DESCRIPTION OF THE TASK> Update the rows from the start through the line containing "(107, 123), (164, 141)" by replacing "stretcher handle" with "stretcher grip", keeping every other part unchanged, and omit the picture from your answer.

RECORDS>
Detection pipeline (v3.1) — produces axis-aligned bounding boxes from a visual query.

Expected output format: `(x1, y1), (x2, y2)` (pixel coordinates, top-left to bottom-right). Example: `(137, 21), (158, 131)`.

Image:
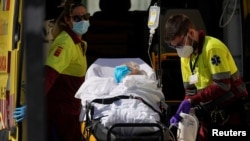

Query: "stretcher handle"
(107, 123), (164, 141)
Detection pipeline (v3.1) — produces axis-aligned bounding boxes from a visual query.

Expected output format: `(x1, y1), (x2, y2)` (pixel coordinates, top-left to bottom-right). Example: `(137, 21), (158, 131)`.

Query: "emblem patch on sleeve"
(54, 46), (63, 57)
(211, 55), (221, 66)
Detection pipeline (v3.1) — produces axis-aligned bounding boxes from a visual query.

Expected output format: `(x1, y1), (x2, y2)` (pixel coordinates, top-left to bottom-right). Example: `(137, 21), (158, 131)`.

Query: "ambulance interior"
(0, 0), (250, 141)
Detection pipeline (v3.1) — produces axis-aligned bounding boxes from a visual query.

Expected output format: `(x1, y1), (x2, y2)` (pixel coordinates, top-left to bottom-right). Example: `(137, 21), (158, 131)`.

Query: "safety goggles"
(71, 13), (90, 22)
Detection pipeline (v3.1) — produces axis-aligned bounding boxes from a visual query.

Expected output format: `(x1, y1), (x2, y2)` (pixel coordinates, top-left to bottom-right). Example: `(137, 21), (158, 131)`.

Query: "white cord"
(219, 0), (237, 28)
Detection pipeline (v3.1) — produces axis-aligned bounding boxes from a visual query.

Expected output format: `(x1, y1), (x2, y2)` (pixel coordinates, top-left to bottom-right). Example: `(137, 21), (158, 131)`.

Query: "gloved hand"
(170, 99), (191, 124)
(13, 105), (27, 122)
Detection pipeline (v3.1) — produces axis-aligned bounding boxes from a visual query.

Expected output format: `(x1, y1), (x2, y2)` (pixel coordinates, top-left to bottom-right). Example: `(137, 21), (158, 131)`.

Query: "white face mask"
(176, 45), (193, 58)
(176, 35), (194, 58)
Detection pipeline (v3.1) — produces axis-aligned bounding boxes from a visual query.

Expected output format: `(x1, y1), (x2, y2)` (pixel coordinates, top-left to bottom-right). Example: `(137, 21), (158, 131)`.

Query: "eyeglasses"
(71, 13), (90, 22)
(168, 36), (187, 49)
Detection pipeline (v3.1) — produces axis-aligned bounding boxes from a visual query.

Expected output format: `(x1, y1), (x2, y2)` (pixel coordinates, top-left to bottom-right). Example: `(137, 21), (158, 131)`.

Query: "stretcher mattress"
(75, 58), (167, 135)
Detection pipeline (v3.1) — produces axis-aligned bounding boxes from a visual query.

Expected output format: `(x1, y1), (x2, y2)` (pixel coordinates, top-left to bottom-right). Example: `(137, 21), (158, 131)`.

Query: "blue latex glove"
(115, 65), (131, 83)
(170, 100), (191, 125)
(13, 105), (27, 122)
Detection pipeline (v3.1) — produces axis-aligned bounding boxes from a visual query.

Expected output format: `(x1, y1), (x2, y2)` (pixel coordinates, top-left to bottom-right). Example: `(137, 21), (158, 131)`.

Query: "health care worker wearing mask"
(164, 14), (248, 141)
(45, 3), (90, 141)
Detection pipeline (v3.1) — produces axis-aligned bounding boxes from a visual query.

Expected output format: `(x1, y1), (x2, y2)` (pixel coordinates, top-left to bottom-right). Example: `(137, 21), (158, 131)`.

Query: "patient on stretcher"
(75, 62), (167, 134)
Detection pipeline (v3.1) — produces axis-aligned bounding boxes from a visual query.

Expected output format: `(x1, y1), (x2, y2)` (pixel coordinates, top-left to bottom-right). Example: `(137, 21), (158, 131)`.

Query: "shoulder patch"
(211, 55), (221, 66)
(54, 46), (63, 57)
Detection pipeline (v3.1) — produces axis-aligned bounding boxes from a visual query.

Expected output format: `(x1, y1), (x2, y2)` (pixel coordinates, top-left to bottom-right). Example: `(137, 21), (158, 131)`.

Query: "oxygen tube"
(148, 3), (161, 88)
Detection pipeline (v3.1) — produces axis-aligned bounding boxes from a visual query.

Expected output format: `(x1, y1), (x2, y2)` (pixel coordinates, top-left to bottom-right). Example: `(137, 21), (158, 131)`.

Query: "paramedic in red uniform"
(45, 3), (89, 141)
(164, 14), (248, 141)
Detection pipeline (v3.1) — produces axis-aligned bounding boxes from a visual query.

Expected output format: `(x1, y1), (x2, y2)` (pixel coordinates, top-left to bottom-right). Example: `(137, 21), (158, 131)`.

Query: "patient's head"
(114, 62), (147, 83)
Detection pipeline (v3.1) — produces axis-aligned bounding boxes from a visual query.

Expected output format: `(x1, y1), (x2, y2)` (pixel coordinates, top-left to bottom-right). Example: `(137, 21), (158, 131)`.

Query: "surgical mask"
(176, 39), (194, 58)
(72, 20), (89, 35)
(176, 45), (193, 58)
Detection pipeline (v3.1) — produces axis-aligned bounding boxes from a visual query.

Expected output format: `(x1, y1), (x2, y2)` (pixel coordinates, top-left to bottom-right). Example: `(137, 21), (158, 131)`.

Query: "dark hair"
(164, 14), (195, 43)
(52, 2), (86, 38)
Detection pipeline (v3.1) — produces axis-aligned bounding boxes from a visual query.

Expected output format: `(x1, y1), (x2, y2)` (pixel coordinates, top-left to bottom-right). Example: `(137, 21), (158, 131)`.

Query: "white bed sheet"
(75, 58), (167, 135)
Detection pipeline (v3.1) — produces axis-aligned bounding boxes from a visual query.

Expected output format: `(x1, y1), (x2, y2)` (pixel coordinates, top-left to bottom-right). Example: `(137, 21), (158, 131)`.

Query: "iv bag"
(148, 5), (160, 29)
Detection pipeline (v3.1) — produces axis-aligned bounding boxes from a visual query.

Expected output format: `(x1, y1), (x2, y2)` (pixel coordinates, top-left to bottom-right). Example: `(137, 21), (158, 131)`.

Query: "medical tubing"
(148, 29), (155, 67)
(219, 0), (237, 28)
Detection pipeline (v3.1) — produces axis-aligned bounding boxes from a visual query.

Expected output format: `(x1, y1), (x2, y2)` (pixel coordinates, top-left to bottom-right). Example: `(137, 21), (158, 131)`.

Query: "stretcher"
(75, 58), (175, 141)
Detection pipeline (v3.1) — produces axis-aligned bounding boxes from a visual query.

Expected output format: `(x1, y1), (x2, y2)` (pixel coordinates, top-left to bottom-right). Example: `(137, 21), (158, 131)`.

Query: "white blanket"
(75, 58), (167, 134)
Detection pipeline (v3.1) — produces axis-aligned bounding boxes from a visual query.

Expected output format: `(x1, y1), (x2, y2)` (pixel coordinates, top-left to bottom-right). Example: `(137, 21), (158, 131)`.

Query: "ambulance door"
(0, 0), (22, 141)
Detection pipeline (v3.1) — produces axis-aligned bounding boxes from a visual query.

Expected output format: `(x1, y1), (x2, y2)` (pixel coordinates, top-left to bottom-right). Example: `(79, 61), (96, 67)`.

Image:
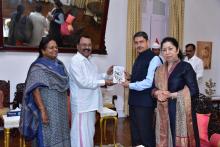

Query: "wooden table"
(2, 115), (26, 147)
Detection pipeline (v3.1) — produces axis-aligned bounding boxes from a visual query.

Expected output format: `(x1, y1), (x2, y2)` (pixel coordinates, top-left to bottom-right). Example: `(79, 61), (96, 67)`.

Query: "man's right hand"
(125, 71), (131, 81)
(105, 80), (114, 86)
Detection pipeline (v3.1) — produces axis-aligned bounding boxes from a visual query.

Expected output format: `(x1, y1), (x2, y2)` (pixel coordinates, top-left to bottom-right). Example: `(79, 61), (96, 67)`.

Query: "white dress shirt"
(184, 55), (204, 80)
(69, 52), (107, 113)
(129, 56), (162, 91)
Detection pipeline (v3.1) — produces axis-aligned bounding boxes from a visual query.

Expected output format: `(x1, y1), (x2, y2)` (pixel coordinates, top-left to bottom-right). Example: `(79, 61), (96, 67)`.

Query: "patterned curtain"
(124, 0), (141, 116)
(169, 0), (185, 48)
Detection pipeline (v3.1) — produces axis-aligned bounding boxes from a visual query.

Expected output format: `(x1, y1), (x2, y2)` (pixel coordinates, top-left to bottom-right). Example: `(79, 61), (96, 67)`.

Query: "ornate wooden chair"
(0, 80), (10, 126)
(196, 94), (220, 143)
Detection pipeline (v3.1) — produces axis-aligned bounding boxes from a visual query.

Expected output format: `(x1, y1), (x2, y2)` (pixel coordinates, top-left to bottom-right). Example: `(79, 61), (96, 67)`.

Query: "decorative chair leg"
(113, 117), (118, 147)
(4, 128), (10, 147)
(104, 119), (107, 141)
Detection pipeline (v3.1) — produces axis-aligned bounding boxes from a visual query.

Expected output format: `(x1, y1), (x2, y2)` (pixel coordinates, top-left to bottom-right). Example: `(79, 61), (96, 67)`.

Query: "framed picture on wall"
(0, 0), (109, 54)
(197, 41), (212, 69)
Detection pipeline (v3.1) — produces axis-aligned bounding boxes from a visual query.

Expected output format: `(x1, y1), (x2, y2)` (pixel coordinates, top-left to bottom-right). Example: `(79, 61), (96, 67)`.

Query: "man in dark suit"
(122, 32), (161, 147)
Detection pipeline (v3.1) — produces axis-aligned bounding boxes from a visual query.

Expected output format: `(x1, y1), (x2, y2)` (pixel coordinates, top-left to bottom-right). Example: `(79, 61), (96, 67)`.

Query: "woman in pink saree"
(153, 37), (200, 147)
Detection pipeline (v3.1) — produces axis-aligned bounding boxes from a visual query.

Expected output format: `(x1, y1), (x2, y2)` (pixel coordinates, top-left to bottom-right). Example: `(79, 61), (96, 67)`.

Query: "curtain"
(72, 0), (88, 8)
(124, 0), (141, 116)
(169, 0), (185, 48)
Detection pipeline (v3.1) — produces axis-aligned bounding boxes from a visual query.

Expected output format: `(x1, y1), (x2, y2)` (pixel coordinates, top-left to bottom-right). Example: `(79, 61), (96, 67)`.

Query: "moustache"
(83, 48), (92, 52)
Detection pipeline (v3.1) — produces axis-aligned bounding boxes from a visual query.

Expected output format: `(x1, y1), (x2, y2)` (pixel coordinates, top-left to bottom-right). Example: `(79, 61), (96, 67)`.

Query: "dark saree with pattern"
(19, 57), (70, 147)
(155, 61), (197, 147)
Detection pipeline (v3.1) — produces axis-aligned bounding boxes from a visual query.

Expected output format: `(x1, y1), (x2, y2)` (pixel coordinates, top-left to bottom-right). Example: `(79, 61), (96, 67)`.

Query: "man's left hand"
(121, 80), (130, 88)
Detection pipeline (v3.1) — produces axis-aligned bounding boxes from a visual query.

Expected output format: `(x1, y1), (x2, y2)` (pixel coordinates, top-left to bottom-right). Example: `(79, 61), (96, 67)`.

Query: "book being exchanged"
(113, 66), (125, 83)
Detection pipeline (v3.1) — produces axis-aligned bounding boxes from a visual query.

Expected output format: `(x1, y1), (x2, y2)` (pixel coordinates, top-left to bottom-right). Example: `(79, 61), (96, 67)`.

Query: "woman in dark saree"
(19, 37), (70, 147)
(153, 37), (200, 147)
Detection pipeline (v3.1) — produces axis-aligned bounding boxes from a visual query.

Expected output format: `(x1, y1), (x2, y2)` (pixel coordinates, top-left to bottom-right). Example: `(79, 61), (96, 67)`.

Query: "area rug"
(95, 143), (124, 147)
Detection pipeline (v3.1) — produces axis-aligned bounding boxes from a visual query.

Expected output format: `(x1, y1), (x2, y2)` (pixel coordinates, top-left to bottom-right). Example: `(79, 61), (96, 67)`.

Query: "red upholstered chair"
(196, 94), (220, 147)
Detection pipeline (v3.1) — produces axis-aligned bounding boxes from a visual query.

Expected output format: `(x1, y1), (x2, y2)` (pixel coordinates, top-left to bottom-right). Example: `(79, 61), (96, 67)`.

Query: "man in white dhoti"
(69, 36), (113, 147)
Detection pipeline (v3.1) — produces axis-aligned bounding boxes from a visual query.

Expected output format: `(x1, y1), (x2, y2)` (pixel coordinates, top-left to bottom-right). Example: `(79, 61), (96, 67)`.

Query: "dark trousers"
(129, 106), (156, 147)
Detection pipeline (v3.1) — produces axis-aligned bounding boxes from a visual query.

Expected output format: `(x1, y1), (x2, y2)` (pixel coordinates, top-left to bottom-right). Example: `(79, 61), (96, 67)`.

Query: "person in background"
(19, 37), (70, 147)
(69, 35), (113, 147)
(8, 4), (25, 45)
(122, 32), (161, 147)
(152, 37), (200, 147)
(184, 43), (204, 84)
(47, 0), (64, 46)
(151, 39), (163, 63)
(29, 4), (48, 46)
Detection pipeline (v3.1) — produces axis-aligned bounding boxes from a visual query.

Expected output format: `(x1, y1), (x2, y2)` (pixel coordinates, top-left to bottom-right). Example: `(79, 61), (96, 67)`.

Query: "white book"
(113, 66), (125, 83)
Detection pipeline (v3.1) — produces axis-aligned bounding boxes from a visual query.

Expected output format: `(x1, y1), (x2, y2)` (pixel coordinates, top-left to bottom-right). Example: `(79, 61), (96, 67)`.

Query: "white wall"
(0, 0), (127, 115)
(184, 0), (220, 95)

EXERCISE ANSWER>
Detection pipeline (v3.1) — produces axis-aligned bounding boxes from a visual query.

Expected output format: `(x1, y1), (x2, y2)` (pixel coordinates, top-left to bottom-right). Example: `(137, 21), (158, 131)`.

Image:

Query: "stretcher grip"
(107, 123), (164, 141)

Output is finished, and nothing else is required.